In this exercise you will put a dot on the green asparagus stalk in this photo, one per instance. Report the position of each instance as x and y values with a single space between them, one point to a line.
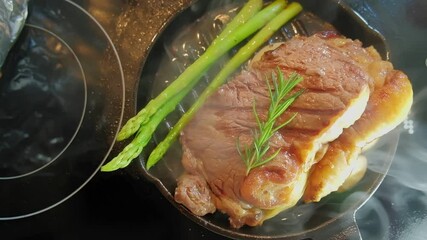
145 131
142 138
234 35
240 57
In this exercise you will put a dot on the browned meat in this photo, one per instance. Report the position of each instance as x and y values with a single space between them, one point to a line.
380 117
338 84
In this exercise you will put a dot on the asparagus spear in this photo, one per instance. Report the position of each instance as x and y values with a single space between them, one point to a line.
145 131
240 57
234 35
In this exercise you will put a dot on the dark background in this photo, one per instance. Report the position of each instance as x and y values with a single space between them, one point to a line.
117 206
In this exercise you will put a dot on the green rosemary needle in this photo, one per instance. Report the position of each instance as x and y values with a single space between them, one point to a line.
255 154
+++
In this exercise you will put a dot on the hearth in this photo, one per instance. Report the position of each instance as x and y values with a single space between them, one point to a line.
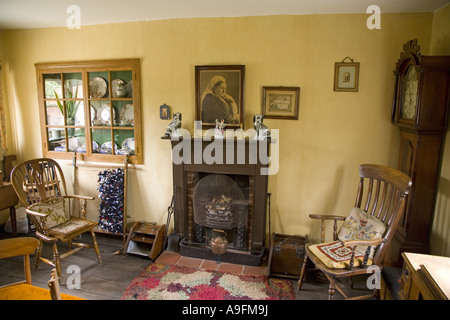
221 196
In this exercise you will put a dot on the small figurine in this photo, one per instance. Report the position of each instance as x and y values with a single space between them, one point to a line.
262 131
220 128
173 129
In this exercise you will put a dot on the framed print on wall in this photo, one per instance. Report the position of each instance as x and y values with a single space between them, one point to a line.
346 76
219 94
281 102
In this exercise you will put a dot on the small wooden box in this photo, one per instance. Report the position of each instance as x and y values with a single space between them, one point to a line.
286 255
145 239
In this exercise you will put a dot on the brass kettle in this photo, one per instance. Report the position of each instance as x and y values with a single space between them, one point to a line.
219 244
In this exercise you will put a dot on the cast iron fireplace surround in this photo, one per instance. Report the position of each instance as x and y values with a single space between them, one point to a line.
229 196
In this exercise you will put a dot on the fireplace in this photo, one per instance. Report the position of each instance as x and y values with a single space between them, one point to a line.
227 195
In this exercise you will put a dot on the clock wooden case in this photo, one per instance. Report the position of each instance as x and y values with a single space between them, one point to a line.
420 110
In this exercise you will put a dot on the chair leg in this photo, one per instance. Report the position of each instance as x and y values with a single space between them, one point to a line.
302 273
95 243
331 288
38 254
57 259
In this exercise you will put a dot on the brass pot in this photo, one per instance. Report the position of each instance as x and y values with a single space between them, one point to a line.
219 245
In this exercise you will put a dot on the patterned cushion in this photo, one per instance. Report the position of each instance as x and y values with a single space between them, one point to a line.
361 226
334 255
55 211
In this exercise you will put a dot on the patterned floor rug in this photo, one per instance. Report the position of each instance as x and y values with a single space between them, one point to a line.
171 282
+++
Work required.
How many lines in the listing above contain the word "cast"? Reply with the number alone.

Solved problem.
1